▶ _Work instruction 1_
Set down the part of the targeted therapy text that starts with "The aim of targeted" and goes on through "Palladia and Apoquel.", word for word.
▶ _Work instruction 2_
Take the targeted cancer therapy text further, picking up right after its final sentence.

The aim of targeted therapy is to attack a certain target on cancer cells while doing less damage to the normal cells in the body. Targeted drugs can be used as the primary treatment for some cancers, but are more often used in combination with surgery, radiation therapy and standard chemotherapy.
There are many different types of targeted therapies available to treat people with a variety of cancers There are a few options available for our companion animals. The two main groups of these therapies include monoclonal antibodies (see lmmunotherapy section) and small molecule inhibitors, such as Palladia and Apoquel.
Palladia® (toceranib phosphate) is FDA-approved for dogs with grade II or Ill recurrent cutaneous mast cell cancer with or without regional lymph node involvement. Palladia is a multiple tyrosine kinase inhibitors, having both direct antitumor and anti-angiogenic activity. Palladia is also used off-label to treat a variety of other tumors in both dogs and cats, and is used most often for neuroendocrine carcinomas. Palladia is generally well tolerated but can cause side effects such as loss of appetite, nausea/vomiting, diarrhea, low white blood cell counts and protein loss through the kidneys. Palladia can be used as a single agent in a treatment protocol, but it can also be combined with radiation therapy and standard chemotherapy. To see if Palladia is a treatment option for your pet, ask your oncologist.

▶ _Data for review_
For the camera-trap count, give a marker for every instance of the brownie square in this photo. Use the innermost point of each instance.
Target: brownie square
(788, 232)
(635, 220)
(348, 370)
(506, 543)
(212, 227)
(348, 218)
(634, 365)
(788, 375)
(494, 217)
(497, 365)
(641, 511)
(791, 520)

▶ _Exercise response 1_
The aim of targeted therapy is to attack a certain target on cancer cells while doing less damage to the normal cells in the body. Targeted drugs can be used as the primary treatment for some cancers, but are more often used in combination with surgery, radiation therapy and standard chemotherapy.
There are many different types of targeted therapies available to treat people with a variety of cancers There are a few options available for our companion animals. The two main groups of these therapies include monoclonal antibodies (see lmmunotherapy section) and small molecule inhibitors, such as Palladia and Apoquel.

▶ _Exercise response 2_
Apoquel is a JAK-1 inhibitor and is often used for itchy dogs. This is a product that your general veterinarian would use for seasonal skin allergies/pruritis.
lmatinib is a product that was the first product used for chronic myelogenous leukemia against the BCR/ ABL mutation that has recently come off patent and is affordable for dogs and cats. It has use against vaccine associated sarcomas and cats and mast cell tumors in dogs.